**Goal A**
From the Destin fishing thread below, extract the passage that runs from "## T-Boy (Oct" up to and including "of your business.".
*** Extract provided ***
# Destin Oct 20, Need advice / tips,  pier, jetties etc



## weagle (Oct 5, 2008)

I've got a week of vacation (week of Oct 20) and I'm headed to the Destin Fl area. I plan to do as much fishing as possible and I also need to be in a spot that my wife  will like (nice pool, beach, restaurants etc). I plan on fishing the Jetties and pier.

Any suggestions? Don't really want to spend more than $1500/wk on the rental.  Looks like the Holiday Surf & Racket Club is convenient and reasonable.

Let me know what you think.  I've fished the pier a good bit in the past but not this time of year.  I love fishing with artificials ( bubble rigs, gotchas, spoons etc ) over bait but I'm not stubborn.   

East or west jetties the best?

Anything else including good restaurants appreciated.

Thanks
Weagle


----------



## Shane Dockery (Oct 5, 2008)

Okaloosa Island has a great pier.  It's out by Fisherman's Wharf.  I haven't been since I last lived there in '03, but I enjoyed it then.  Food is everywhere.  McGuire's is great (Destin), Old bay Steamer is the best steamed and boiled seafood.


----------



## T-Boy (Oct 6, 2008)

weagle said:


> I've got a week of vacation (week of Oct 20) and I'm headed to the Destin Fl area. I plan to do as much fishing as possible and I also need to be in a spot that my wife  will like (nice pool, beach, restaurants etc). I plan on fishing the Jetties and pier.
> 
> Any suggestions? Don't really want to spend more than $1500/wk on the rental.  Looks like the Holiday Surf & Racket Club is convenient and reasonable.
> 
> ...



Try a site called VRBO.com. Think thats it.  Tons of great places for half of what you mentioned. The site does not guarantee anything so be careful. I booked a room in PC and it was great. Pay with a credit card if possible and check out the owner of property. They have tons of rentals in Destin and they are in need of your business.

I fished the pier by the East Pass in Destin and had a good time a few years ago.


----------



## UWGduck (Oct 6, 2008)

i fished yesterday and the spanish and redfish we on the beach really thick. I was fishing just off the beach in my bay boat. Spanish on gotchas and reds on live pinfish. Redfish will just be getting better


----------



## weagle (Oct 6, 2008)
***
**Goal B**
Pull out every line of the listing below that contains the word "picks".
*** Information provided ***
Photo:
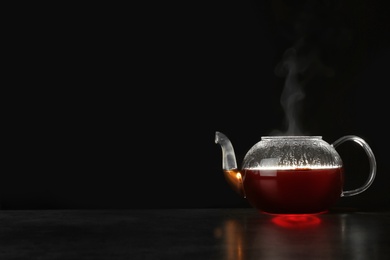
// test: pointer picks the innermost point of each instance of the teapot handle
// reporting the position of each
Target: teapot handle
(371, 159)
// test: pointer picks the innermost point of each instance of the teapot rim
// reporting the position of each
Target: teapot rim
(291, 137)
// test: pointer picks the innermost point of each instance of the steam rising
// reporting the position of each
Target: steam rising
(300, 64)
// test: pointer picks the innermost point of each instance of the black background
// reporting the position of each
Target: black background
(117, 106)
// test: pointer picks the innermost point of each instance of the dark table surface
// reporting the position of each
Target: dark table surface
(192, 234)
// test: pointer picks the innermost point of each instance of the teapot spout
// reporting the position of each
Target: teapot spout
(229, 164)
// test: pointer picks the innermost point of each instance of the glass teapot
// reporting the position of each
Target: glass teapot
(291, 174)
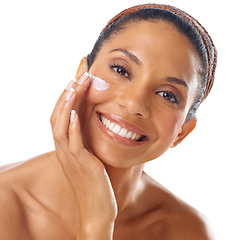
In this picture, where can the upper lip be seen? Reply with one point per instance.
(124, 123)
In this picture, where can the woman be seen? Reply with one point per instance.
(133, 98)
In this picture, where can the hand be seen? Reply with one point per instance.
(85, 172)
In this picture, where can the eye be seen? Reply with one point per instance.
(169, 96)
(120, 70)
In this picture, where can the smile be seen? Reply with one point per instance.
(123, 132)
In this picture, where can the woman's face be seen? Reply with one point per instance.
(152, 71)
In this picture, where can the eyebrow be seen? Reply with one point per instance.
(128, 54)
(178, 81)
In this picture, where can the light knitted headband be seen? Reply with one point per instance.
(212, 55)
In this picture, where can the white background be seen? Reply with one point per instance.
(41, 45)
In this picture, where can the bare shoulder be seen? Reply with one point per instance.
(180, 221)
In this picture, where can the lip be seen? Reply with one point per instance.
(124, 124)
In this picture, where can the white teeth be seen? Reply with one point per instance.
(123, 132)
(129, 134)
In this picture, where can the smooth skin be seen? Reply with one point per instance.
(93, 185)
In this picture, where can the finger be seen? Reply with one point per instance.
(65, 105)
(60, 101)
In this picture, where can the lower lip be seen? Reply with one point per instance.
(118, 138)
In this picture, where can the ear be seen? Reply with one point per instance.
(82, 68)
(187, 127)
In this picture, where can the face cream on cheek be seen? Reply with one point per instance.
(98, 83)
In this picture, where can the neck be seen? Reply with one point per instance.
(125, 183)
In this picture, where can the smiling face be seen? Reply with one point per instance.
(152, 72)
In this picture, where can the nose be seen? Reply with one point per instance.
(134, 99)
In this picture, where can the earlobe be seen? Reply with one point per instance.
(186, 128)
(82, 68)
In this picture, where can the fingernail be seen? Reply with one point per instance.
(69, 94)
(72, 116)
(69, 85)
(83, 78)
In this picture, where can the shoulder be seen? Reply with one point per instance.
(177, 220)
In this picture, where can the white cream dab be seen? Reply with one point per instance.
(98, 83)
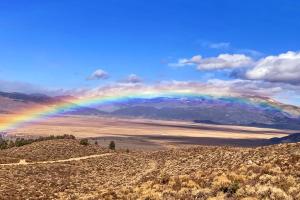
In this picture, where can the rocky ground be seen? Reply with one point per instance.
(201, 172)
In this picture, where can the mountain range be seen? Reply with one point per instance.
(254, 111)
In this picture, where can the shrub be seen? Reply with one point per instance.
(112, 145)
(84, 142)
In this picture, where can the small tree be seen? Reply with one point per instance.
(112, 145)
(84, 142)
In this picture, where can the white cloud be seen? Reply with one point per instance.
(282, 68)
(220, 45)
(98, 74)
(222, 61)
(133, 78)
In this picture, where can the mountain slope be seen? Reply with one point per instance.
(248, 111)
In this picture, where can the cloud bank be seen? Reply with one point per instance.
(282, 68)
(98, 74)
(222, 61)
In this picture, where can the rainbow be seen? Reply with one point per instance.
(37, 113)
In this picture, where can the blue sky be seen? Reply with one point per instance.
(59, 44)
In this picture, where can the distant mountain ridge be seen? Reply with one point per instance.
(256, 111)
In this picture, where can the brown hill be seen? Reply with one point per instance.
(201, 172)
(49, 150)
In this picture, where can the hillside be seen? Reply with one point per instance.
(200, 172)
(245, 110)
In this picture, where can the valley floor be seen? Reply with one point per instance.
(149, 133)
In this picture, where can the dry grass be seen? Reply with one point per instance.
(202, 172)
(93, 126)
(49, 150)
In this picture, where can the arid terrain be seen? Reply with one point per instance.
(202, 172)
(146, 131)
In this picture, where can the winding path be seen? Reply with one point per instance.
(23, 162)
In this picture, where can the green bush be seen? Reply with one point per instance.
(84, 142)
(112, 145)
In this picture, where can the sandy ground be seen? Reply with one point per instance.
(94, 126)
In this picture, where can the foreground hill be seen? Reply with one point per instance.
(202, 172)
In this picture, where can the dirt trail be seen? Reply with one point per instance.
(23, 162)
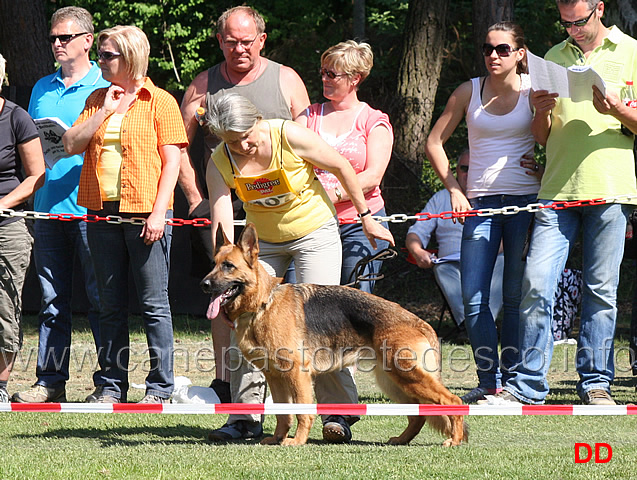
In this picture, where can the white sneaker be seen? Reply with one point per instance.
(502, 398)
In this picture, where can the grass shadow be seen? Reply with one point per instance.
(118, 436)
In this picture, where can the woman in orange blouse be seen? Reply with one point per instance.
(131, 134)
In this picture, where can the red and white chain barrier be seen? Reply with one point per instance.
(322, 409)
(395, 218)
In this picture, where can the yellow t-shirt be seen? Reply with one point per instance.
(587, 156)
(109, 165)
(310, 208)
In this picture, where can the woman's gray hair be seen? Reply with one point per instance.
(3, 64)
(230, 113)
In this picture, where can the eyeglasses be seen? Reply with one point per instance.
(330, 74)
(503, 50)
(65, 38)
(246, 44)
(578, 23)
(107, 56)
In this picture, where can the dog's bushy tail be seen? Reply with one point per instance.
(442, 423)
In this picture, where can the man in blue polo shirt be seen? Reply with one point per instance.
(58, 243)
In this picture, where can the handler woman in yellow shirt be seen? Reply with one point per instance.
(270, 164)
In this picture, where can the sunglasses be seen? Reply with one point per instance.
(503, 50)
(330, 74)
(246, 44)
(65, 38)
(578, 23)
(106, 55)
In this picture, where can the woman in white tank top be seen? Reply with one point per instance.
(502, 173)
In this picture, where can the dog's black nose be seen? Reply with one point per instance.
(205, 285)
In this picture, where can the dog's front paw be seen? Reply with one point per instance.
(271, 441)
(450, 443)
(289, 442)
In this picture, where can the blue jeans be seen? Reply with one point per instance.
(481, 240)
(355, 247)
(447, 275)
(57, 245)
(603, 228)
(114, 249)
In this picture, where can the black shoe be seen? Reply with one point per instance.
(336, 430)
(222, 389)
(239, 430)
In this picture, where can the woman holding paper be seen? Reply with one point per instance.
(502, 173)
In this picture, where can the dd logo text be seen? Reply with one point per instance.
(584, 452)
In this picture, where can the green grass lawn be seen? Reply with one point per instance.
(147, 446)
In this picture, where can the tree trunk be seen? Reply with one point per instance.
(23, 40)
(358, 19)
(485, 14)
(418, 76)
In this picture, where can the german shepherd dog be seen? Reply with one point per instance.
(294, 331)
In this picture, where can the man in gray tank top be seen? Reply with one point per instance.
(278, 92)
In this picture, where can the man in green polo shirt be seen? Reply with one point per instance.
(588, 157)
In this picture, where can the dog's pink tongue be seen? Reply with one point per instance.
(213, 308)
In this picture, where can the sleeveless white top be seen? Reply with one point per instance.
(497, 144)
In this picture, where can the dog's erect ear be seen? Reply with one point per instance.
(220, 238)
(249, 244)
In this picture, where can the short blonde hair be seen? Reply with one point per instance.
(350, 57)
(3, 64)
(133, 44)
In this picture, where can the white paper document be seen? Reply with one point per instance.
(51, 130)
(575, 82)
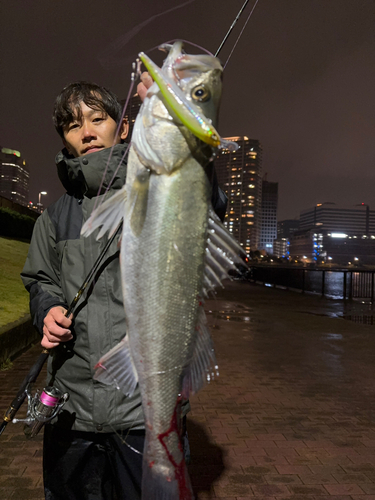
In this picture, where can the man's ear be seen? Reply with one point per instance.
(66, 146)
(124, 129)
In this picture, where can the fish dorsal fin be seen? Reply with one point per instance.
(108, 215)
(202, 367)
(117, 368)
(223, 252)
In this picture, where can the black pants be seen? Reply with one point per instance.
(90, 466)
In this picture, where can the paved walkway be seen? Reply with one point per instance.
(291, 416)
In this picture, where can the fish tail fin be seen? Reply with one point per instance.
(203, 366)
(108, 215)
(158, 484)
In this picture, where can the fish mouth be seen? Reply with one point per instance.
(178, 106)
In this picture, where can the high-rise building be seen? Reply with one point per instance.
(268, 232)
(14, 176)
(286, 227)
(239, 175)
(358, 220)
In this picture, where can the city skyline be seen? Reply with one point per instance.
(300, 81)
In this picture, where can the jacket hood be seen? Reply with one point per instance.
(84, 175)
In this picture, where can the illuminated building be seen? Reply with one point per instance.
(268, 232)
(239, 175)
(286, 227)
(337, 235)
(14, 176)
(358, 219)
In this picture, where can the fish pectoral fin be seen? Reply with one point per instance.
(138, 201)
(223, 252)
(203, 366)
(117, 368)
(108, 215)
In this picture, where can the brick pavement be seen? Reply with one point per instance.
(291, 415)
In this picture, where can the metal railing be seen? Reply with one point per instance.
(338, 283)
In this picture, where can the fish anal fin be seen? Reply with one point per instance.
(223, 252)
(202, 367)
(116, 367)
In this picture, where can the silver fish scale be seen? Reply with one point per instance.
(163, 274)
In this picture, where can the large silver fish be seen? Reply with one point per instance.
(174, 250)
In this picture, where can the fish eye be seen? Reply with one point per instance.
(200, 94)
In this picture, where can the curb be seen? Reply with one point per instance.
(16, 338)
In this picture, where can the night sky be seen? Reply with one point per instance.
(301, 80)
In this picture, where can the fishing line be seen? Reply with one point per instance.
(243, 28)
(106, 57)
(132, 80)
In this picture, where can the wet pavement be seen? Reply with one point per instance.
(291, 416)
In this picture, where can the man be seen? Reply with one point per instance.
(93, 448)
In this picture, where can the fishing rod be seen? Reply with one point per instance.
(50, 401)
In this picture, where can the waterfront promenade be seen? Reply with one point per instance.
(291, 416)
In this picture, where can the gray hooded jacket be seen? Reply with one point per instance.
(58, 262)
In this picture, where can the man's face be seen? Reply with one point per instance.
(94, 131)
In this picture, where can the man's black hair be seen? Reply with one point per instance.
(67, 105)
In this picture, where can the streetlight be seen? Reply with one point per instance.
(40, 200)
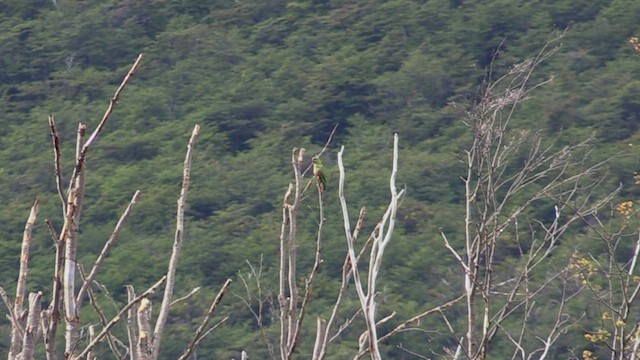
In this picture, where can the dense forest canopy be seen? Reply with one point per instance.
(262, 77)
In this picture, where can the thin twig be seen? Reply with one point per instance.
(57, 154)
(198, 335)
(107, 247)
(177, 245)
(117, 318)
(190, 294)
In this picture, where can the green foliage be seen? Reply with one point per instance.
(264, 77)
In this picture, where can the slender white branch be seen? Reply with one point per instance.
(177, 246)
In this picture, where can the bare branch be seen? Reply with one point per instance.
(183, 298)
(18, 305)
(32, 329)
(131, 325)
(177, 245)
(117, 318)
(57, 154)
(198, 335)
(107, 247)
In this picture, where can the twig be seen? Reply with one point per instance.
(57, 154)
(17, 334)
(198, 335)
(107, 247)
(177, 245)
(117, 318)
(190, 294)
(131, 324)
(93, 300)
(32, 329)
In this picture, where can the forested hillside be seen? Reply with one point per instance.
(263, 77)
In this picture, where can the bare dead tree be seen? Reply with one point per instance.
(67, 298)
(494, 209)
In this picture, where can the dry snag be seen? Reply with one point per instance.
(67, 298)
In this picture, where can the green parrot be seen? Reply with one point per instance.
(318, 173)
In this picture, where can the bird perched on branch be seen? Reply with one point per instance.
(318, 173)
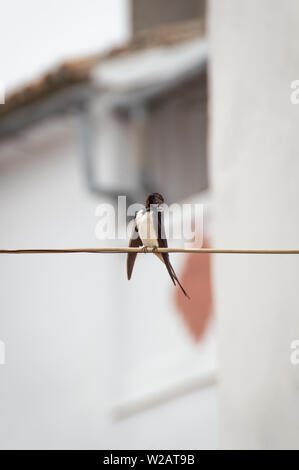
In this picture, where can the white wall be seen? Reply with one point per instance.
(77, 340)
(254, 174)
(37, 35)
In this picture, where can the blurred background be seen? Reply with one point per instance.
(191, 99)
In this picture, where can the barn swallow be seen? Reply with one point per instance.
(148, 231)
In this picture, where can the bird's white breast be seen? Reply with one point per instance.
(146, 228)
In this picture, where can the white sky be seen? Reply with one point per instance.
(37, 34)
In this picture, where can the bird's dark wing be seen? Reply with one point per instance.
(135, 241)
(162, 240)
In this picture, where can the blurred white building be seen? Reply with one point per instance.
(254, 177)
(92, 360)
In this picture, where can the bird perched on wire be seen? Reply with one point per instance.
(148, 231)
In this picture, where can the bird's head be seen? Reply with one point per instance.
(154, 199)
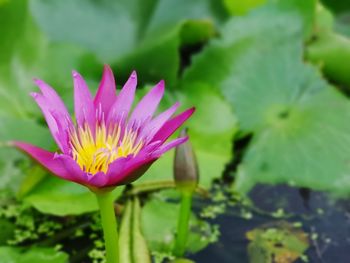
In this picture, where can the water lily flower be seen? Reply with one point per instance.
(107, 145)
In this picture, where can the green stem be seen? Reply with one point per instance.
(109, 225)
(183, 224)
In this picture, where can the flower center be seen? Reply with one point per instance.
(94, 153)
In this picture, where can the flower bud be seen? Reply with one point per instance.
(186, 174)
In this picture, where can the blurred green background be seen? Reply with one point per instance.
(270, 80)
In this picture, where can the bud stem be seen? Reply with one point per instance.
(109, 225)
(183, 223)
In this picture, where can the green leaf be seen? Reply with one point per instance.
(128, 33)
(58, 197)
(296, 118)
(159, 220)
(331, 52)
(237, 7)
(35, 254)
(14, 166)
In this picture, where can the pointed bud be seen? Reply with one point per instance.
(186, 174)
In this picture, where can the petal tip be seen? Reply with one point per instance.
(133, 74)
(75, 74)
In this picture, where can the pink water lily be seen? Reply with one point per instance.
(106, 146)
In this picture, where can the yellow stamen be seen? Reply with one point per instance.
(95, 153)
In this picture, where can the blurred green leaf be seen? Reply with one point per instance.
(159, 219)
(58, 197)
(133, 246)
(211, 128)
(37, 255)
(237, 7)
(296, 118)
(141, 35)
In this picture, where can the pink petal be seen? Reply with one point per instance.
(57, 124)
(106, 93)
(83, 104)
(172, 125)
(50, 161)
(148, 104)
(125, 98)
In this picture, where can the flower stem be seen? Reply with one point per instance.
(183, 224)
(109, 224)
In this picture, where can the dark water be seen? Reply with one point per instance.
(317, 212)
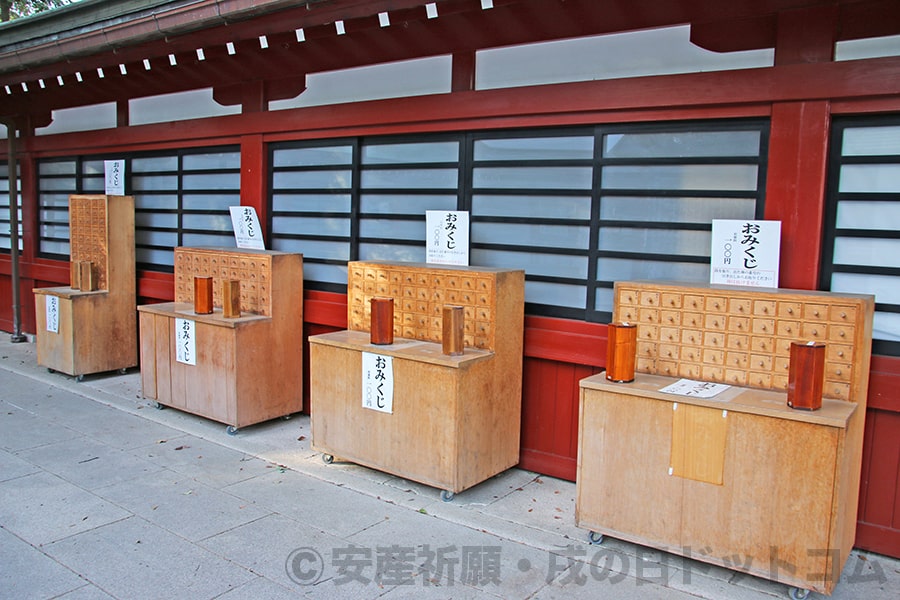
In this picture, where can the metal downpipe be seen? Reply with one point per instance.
***
**Right answer A**
## T-Boy (Oct 6, 2008)

weagle said:


> I've got a week of vacation (week of Oct 20) and I'm headed to the Destin Fl area. I plan to do as much fishing as possible and I also need to be in a spot that my wife  will like (nice pool, beach, restaurants etc). I plan on fishing the Jetties and pier.
> 
> Any suggestions? Don't really want to spend more than $1500/wk on the rental.  Looks like the Holiday Surf & Racket Club is convenient and reasonable.
> 
> ...



Try a site called VRBO.com. Think thats it.  Tons of great places for half of what you mentioned. The site does not guarantee anything so be careful. I booked a room in PC and it was great. Pay with a credit card if possible and check out the owner of property. They have tons of rentals in Destin and they are in need of your business.

**Right answer B**
// test: pointer picks the innermost point of each instance of the teapot handle
// test: pointer picks the innermost point of each instance of the teapot rim
// test: pointer picks the innermost point of each instance of the steam rising
// test: pointer picks the innermost point of each instance of the black background
// test: pointer picks the innermost point of each instance of the dark table surface
// test: pointer picks the innermost point of each instance of the teapot spout
// test: pointer picks the innermost point of each instance of the glass teapot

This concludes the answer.